■ **EXCERPT TO READ**
------

Meanwhile, postgres has this replication scheme available ("Trigger-Based Standby Master Replication") but the steps to implement it were much harder, and required an evaluation of possible replication/failover needs that we didn't know enough to do. It also requires a dive through pages of the documentation at https://www.postgresql.org/docs/10/different-replication-sol... to understand how to implement any of the above strategies.

Postgresql's availability of different replication methods, and the resources available for each, are impressive for sure. But there's something to be said for having Mongo's easily-understandable list of steps to get multiple servers talking to each other right away.

Out of interest, have you tried https://github.com/zalando/patroni ? It seems to fill this niche.

I've been meaning to try it out for the HA postgres use case, but haven't gotten around to it.

On paper. Add that to the end of that sentence, and it will be true again.

I won't speak to data integrity, but as the other poster said, you just had to set up the replication, election mechanisms and you were done.

I bet Citus is like this, but I haven't used it yet.

Couldn't agree more on the extensions part. We wrote a post recently highlighting how extensions have been key into what Postgres has become and is becoming. It got some pickup here on HN, in case you missed it in the initial post you can find it at https://www.citusdata.com/blog/2018/11/27/postgres-more-than....

SSMS is a really good free database management IDE/GUI/tool for MS SQL Server. It can do graphical live query profiling, index management, management of views/stored procedures/triggers/constraints/functions etc.

------

Dataset entries:
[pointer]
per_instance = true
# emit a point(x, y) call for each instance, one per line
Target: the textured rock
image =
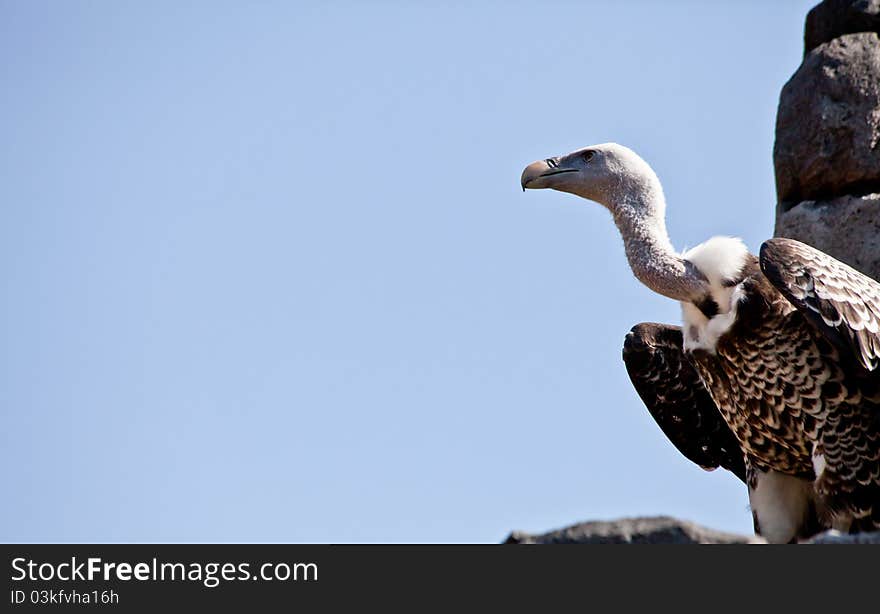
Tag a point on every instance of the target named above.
point(833, 18)
point(848, 228)
point(833, 537)
point(828, 124)
point(651, 530)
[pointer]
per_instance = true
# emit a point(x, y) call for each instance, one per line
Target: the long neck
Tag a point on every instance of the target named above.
point(640, 218)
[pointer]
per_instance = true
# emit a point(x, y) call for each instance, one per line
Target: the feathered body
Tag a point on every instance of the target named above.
point(796, 403)
point(778, 354)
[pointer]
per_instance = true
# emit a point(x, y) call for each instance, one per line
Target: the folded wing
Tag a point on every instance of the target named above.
point(677, 399)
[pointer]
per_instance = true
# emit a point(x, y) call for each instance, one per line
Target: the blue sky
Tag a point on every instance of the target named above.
point(268, 274)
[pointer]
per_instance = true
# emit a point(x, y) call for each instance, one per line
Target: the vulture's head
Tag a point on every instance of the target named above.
point(609, 174)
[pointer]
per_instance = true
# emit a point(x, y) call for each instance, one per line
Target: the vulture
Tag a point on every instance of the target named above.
point(775, 371)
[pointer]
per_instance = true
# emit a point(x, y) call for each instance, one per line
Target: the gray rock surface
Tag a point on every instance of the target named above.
point(847, 228)
point(833, 537)
point(649, 530)
point(833, 18)
point(828, 124)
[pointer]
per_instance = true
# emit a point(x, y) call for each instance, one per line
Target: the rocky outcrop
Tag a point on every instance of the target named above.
point(827, 149)
point(649, 530)
point(827, 161)
point(664, 530)
point(833, 18)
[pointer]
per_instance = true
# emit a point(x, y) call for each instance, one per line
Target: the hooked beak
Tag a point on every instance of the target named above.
point(537, 175)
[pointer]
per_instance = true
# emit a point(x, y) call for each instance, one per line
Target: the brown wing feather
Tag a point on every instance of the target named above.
point(843, 304)
point(675, 396)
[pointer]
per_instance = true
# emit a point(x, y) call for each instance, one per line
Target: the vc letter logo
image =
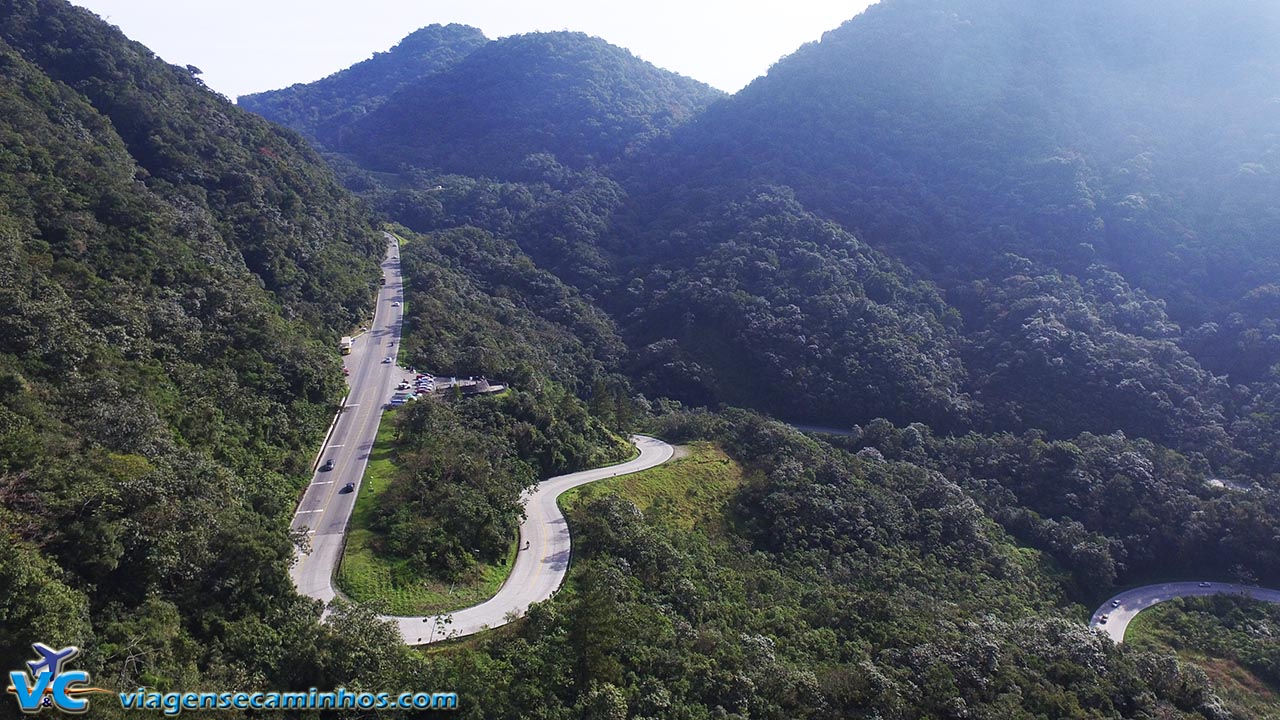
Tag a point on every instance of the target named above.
point(49, 684)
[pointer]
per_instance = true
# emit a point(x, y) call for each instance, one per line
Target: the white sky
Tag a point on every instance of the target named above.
point(252, 45)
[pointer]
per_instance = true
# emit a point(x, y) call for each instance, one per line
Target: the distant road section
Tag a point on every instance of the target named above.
point(325, 507)
point(540, 569)
point(1121, 609)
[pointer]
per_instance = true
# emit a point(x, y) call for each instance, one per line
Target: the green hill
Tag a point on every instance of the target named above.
point(577, 98)
point(324, 108)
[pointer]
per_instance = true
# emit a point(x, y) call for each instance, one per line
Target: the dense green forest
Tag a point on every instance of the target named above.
point(176, 273)
point(1022, 253)
point(323, 109)
point(579, 98)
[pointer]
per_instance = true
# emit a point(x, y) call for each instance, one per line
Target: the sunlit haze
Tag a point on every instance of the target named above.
point(247, 45)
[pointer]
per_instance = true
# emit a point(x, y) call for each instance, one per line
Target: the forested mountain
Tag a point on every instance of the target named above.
point(1022, 251)
point(321, 109)
point(577, 98)
point(1089, 186)
point(174, 276)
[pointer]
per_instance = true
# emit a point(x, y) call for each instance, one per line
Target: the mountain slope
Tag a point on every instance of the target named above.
point(577, 98)
point(1118, 156)
point(174, 273)
point(321, 109)
point(1134, 133)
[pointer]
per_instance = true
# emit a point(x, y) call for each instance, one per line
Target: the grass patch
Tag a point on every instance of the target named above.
point(1169, 628)
point(690, 493)
point(365, 575)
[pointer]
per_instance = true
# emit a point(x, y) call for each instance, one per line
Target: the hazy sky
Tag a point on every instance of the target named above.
point(251, 45)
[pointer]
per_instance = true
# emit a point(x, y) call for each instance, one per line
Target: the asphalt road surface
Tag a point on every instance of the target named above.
point(325, 509)
point(540, 569)
point(1132, 602)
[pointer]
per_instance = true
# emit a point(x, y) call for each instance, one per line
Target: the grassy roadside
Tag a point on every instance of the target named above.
point(1171, 629)
point(691, 493)
point(368, 577)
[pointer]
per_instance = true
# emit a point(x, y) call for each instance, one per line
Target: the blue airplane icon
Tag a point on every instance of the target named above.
point(50, 659)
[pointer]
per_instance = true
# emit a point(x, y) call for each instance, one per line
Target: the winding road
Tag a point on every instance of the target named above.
point(1121, 609)
point(325, 509)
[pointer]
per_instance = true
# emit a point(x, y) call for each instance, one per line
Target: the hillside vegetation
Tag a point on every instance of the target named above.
point(323, 109)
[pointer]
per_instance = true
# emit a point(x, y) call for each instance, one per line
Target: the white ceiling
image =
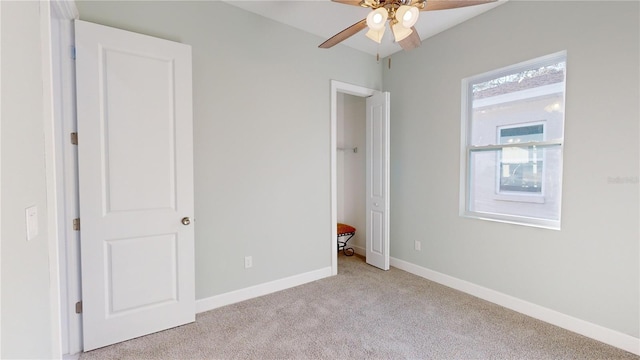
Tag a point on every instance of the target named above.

------

■ **SET TASKS**
**1.** In the forum thread above, what name is given to the Postgres replication scheme that the first poster found much harder to implement?
**2.** Print the part of the forum thread starting with "SSMS is a really" and going on through "views/stored procedures/triggers/constraints/functions etc.".

■ **SOLUTIONS TO EACH TASK**
**1.** Trigger-Based Standby Master Replication

**2.**
SSMS is a really good free database management IDE/GUI/tool for MS SQL Server. It can do graphical live query profiling, index management, management of views/stored procedures/triggers/constraints/functions etc.